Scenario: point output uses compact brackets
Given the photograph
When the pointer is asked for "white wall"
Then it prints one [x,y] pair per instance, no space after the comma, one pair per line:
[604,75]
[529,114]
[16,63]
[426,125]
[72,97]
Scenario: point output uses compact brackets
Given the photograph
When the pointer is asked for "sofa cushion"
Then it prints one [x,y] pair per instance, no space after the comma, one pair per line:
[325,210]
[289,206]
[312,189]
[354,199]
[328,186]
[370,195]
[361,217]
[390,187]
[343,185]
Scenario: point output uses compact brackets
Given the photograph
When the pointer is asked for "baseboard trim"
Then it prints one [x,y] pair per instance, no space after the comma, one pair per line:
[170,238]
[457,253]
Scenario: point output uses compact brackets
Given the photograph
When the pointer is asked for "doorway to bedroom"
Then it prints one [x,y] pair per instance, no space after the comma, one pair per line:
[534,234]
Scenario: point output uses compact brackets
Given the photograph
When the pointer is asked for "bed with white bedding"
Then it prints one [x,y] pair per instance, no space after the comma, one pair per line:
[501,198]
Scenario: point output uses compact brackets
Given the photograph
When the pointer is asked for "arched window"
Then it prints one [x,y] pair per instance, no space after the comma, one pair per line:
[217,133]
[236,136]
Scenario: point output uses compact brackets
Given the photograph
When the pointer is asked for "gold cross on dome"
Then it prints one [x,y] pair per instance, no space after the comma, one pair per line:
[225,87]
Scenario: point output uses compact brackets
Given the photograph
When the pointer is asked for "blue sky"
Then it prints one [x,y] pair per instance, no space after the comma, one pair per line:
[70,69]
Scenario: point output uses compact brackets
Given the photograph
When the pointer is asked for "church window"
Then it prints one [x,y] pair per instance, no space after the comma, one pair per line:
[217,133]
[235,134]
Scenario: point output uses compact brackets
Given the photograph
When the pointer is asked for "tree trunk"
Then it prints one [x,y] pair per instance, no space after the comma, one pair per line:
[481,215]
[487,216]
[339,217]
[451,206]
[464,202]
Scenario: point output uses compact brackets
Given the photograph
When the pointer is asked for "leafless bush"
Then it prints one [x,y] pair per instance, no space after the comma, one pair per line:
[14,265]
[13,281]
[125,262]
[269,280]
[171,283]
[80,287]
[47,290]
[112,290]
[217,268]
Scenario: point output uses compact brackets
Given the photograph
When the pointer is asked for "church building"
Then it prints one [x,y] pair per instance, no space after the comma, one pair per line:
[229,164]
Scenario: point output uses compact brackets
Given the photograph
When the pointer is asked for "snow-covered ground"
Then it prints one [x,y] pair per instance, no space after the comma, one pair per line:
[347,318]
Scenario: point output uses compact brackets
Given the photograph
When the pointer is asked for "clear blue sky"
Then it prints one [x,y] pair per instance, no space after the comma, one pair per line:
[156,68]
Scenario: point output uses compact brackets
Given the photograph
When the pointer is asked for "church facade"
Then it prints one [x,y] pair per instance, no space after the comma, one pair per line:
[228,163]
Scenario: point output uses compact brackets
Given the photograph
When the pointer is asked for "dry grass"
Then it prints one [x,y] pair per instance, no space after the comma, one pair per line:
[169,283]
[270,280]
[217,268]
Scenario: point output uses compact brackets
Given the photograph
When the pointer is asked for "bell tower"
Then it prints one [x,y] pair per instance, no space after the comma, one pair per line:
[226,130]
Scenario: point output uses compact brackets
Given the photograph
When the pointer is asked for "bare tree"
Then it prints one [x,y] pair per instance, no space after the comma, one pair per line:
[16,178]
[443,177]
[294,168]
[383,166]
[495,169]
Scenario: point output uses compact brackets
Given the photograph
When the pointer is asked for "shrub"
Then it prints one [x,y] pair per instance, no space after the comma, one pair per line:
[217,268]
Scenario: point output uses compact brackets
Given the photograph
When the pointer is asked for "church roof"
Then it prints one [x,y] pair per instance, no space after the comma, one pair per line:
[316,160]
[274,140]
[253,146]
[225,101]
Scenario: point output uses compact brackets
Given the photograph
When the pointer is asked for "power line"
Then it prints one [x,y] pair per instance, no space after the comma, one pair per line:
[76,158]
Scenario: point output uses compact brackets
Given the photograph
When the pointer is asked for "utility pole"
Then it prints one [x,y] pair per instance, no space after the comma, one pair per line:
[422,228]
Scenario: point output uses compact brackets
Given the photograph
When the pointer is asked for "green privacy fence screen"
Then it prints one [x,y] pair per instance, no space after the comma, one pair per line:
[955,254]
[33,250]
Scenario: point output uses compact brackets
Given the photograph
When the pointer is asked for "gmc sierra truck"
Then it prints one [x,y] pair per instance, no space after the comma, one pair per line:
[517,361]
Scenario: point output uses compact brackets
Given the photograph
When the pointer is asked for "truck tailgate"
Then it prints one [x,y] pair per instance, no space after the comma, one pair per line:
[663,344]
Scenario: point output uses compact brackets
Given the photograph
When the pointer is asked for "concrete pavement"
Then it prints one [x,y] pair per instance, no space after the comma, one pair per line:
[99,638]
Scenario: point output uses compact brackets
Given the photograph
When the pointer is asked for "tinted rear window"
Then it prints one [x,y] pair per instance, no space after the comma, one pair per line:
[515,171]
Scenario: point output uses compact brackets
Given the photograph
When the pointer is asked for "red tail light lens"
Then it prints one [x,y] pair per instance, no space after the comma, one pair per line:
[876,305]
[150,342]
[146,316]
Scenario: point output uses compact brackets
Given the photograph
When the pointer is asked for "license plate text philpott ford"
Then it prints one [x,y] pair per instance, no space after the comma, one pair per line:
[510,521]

----

Directions: Each entry above needs to be retyped exactly.

Reply:
Scenario: point output uses compact brackets
Given the photograph
When the pointer is asked for "white wall"
Then it prints one [x,y] pair per instance, no space after the comma, one pair per line:
[604,75]
[529,114]
[16,63]
[426,125]
[72,97]
Scenario: point output uses compact brackets
Given the photograph
When the pointer is asked for "sofa cushion"
Then it prints one [x,y] pair per instance, no space after the comma, one pair per line:
[325,210]
[289,206]
[312,189]
[354,199]
[328,186]
[370,195]
[361,217]
[390,187]
[343,185]
Scenario: point output uses compact brackets
Given the photograph
When the pointer is asked for "baseboard trim"
Then it prints one [x,y] pair per instance, no space after the comma, one pair per line:
[170,238]
[457,253]
Scenario: point output uses compact brackets
Given the photograph
When the pointer is asked for "doorway to bedroom"
Then it prints one [x,y] pair per instance, no space after the comma, one pair per line:
[534,234]
Scenario: point output uses compact brackets
Given the photograph
When the pointer is asked for "bed with white bedding"
Then it prints one [x,y] pair per instance, no space after the comma, one pair per line:
[501,198]
Scenario: point output uses compact brackets
Given the photograph
When the pointer is asked for "arched window"
Then it prints one [x,y] pair per instance, no space after the comma, one pair per line:
[217,133]
[236,136]
Scenario: point output uses compact brackets
Given the photograph
When the pointer is asked for "gold cross on dome"
Then it prints one [x,y] pair per instance, no space after the comma, one pair per line:
[225,87]
Scenario: point output uses compact brackets
Given the photograph
When the pointer is asked for "blue sky"
Then it prints one [x,y] pair per instance, no space after the comma, one pair per line:
[70,69]
Scenario: point output uses compact brackets
Given the photograph
When the pointer is asked for "church window"
Then it prints one [x,y] pair per instance, no space after the comma, one pair per line:
[217,133]
[235,134]
Scenario: point output uses compact brackets
Given the photograph
When the pointer is asked for "tree trunk"
Then it prints one [x,y] pair per instance, no space after the comma, one pair per line:
[481,215]
[487,216]
[339,217]
[451,206]
[464,202]
Scenario: point output uses compact brackets
Given the photograph
When the pointer is asked for "leafless bush"
Then it prints one [x,y] pair per instance, no space after the comma, one pair per line:
[14,265]
[13,281]
[125,262]
[269,280]
[171,283]
[80,287]
[47,290]
[112,290]
[217,268]
Scenario: point output uses compact brackets
Given the photograph
When the pointer is asked for "church building"
Then it prints one [x,y] pair per instance, no space after the comma, one pair per line:
[229,164]
Scenario: point output uses compact brackets
Given the photograph
When the pointer is asked for "snow-covered ground"
Then it prints one [x,y] pair per instance, no space after the comma, one pair per line:
[347,318]
Scenario: point output uses compact brackets
Given the photograph
When the pointer is asked for "clear blue sky"
Then it prints one [x,y] pair per instance, no space after the comma, one pair per line:
[156,68]
Scenario: point output uses compact brackets
Given the photograph
When the pointer is asked for "church facade"
Then it prints one [x,y] pair per instance, no space after the comma, one pair per line:
[228,163]
Scenario: point output uses compact brackets
Given the photograph
When the pointer is asked for "dry grass"
Then it prints one [x,y] pair per instance, no space after the comma, one pair per line:
[169,283]
[270,280]
[217,268]
Scenario: point output uses compact brackets
Given the photograph
When the pointer is asked for "bell tower"
Then it prints one [x,y] pair per instance, no space after the comma, one pair per line:
[226,130]
Scenario: point output uses compact brackets
Given the photograph
When the pointer is asked for "bare tree"
Then it prints one [x,y] pair per instance, no space after the comma, one pair per line:
[16,178]
[443,177]
[294,168]
[383,166]
[495,169]
Scenario: point output uses compact brackets
Given the photograph
When the pointer is asked for "shrub"
Then it prints one [x,y] pair per instance, no space after the comma, one pair per line:
[217,268]
Scenario: point output uses compact brackets
Given the photograph
When the pointer is asked for "church roof"
Then it prints one [x,y] pair per instance, no space after the comma, one pair per line:
[316,160]
[274,140]
[253,146]
[225,101]
Scenario: point output uses compact brackets
Given the photograph
When the pointer is asked for "power line"
Then it prints one [x,y] pair per instance, no space after the comma, one pair per line:
[76,158]
Scenario: point output uses compact brackets
Given the photograph
When the pointer is asked for "utility pole"
Then it prints one [x,y] pair per instance, no space after the comma, one pair per line:
[422,228]
Scenario: point output uses compact brackets
Given the photograph
When the pointer is asked for "green privacy fence screen"
Then it prints one [x,y] pair per instance, no space after the comma, one pair per line:
[955,254]
[33,250]
Scenario: point output uses compact brackets
Given the photograph
When the pointer is asked for "gmc sierra truck"
Then it prints one [x,y] pair per instance, no space after the comma, one pair per line:
[517,361]
Scenario: point output uses compact brackets
Given the photograph
When the pointer is asked for "truck tailgate"
Then it prints one [x,y] pair per instance, no space after the comma, one pair per line:
[663,344]
Scenario: point output uses compact brackets
Given the photograph
When the pointer is asked for "concrete pavement"
Then it prints one [x,y] pair per instance, no space after the comma, one pair per line:
[99,638]
Scenario: point output uses compact brackets
Given the photograph
When the pointer is asked for "tinted rear window"
Then it prints one [x,y] pair per instance, no space after the comma, one pair per line:
[515,171]
Scenario: point output uses compact brackets
Given the photograph
When the pointer is asked for "red tail light lens"
Then it prints one [x,y] pair per instance, no space after the comma, one pair per line:
[876,305]
[150,342]
[146,316]
Scenario: point output uses compact brackets
Given the photograph
When the pointer is asked for "license plate text philpott ford"
Then it prints one [x,y] pair per instance, no space after the comma, one pair per line:
[510,521]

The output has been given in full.